- Exercises to complete:
A. Decide whether each statement agrees with the alley-walking passage: (i) the heat gave the alleys a bad smell; (ii) the family car was a 1957 Chevy Bel-Air; (iii) the car was poorly maintained. For each, answer yes or no and quote the words of the passage that settle it.
B. Extend the alley-walking passage with a paragraph or two that pick up after its final sentence.

* Begin Document excerpt *

Blair and I spent a couple hours alley walking that first day. Despite the heat there was no bad smell. But our shoes got muddy and we stepped on unpleasant things. No matter. It was so hot we’d stop for water or rest in the shade next to whatever waste we’d come upon.
She had a camera we used to document any interesting thing we uncovered. I wanted to show my dad our finds because I knew he’d be excited to hear I’d returned to alleys after all these years. That I’d inducted Blair into the lifestyle, willingly or not. I told her stories about those Sunday drives and how much fun we could get out of something so simple.
We’d take our dad’s salmon pink 1957 Chevy Bel-Air out for its yearly spin and would inevitably end up cruising alleys. It was a thrill to be hunched and unbuckled in those vinyl seats when Dad punched the gas. To be looking out half rolled windows at the mountains of trash and yard figurines caked over with dirt. My dad kept great care of this car. Over forty years after its production it was sailing through heaps of things left untended. We were in something so old yet newer things around us were much more decrepit.

* End Document excerpt *
* Begin Extracted records *

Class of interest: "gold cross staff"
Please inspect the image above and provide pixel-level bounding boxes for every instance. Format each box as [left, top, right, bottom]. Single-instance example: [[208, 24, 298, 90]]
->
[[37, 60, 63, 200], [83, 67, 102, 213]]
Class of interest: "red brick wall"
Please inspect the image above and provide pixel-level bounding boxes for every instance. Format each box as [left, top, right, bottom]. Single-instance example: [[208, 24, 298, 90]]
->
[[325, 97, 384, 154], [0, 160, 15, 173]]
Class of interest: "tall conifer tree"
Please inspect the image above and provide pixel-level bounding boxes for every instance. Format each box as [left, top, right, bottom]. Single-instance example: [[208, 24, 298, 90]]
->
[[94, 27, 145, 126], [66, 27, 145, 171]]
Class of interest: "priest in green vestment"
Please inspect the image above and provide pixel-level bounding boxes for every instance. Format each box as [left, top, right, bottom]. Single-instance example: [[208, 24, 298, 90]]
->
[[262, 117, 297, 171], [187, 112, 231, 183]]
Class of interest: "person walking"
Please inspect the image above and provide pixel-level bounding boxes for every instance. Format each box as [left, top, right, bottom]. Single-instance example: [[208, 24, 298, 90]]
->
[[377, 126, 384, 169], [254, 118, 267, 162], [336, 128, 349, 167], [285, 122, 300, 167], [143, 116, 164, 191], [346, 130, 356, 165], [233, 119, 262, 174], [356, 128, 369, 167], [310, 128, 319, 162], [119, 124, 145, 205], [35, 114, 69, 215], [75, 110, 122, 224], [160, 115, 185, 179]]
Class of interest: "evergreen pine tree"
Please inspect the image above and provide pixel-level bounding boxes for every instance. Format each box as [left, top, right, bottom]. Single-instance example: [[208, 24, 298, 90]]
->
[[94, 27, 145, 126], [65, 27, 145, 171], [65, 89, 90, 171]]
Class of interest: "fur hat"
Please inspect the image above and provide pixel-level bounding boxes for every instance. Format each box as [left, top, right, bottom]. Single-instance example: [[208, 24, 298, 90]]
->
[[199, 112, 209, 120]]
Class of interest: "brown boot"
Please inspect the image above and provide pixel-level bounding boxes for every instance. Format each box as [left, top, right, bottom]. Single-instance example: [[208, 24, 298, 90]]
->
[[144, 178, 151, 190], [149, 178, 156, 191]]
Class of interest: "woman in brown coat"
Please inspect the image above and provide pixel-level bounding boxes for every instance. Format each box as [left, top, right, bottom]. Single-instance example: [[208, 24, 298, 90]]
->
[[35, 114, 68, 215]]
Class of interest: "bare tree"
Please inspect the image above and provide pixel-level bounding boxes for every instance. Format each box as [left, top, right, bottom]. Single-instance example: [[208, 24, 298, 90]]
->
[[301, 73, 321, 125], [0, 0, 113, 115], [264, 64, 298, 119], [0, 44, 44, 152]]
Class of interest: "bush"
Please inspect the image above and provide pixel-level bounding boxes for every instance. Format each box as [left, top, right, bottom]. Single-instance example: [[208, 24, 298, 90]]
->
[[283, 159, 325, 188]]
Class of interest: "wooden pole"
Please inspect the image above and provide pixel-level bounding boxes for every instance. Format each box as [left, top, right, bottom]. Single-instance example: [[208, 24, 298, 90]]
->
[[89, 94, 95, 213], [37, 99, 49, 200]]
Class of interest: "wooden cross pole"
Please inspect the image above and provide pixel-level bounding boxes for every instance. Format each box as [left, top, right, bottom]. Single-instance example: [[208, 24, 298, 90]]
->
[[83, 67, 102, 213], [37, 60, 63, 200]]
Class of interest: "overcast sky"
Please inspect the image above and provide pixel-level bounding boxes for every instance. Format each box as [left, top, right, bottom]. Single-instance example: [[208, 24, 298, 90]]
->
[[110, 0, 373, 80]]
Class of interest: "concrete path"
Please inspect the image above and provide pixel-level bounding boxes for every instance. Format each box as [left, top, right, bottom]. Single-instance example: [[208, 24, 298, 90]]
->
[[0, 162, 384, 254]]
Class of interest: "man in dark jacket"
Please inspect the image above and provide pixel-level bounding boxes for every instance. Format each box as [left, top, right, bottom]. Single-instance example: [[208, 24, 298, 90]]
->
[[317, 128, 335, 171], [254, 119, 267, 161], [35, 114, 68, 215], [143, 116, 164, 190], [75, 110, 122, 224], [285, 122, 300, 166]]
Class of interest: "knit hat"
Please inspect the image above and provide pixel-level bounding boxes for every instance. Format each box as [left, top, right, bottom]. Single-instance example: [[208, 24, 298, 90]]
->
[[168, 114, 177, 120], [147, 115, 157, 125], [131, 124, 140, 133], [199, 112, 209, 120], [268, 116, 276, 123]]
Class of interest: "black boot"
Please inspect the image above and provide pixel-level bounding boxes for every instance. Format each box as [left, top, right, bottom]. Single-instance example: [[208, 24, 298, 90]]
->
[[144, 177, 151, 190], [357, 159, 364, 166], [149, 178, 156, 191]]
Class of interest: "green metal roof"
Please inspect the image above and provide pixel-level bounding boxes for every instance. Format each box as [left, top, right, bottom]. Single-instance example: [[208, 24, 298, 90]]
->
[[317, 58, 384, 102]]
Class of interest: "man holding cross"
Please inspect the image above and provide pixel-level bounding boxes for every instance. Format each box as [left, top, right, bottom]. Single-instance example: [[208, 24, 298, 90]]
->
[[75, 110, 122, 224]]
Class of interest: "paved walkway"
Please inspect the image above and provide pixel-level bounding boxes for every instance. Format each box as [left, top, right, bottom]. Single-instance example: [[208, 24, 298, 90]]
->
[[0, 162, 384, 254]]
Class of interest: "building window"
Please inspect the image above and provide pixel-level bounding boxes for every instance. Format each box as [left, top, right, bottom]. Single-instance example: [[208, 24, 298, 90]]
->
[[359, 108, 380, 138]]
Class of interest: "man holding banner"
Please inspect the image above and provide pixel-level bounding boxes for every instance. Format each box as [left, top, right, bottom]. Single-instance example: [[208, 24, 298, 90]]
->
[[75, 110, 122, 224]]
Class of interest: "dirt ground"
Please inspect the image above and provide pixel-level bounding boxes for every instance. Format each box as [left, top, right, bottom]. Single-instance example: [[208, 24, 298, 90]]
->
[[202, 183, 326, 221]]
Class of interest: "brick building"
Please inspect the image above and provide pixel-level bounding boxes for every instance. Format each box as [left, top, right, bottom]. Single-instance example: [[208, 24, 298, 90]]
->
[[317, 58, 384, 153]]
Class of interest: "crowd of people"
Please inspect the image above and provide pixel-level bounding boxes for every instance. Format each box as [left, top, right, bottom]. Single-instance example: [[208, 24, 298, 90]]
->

* End Extracted records *

- Task results:
A.
(i) No: "Despite the heat there was no bad smell."
(ii) Yes: "We’d take our dad’s salmon pink 1957 Chevy Bel-Air out for its yearly spin"
(iii) No: "My dad kept great care of this car."

B.
Blair and I strolled the alleys slowly but sometimes kept a brisk pace if nothing caught our eyes. Not every alley registers a hit. But many do. I’d stop to snap a photo of some collapsing shed of sticks and toys without announcing it. It didn’t take her long before she gained this same eye for good things, even if her tastes were different. She’d spot something nice as often as I and would use the camera to document her find. I was inducting someone new into an old family practice.
After that first day I went solo a few times while Blair had work. It helps to have a partner when doing this exploring. It’s also best to do it in the afternoon when most people are at their jobs. Without Blair I felt awkward coming upon folks mowing their lawn aside the alley, shirtless and smoking a cigar. People chopping wood beside my glory piles. They’d see me a half block back taking photos of dirty plastic turtles atop a garbage pile. I kept my earphones in and eyes down. With Blair it was easier as we could talk to each other as we walked by the confused folks. But on my own I was just a creepy guy digging through their trash. The one pressing the photo button for milk crates, overturned hot tubs, and dead cars.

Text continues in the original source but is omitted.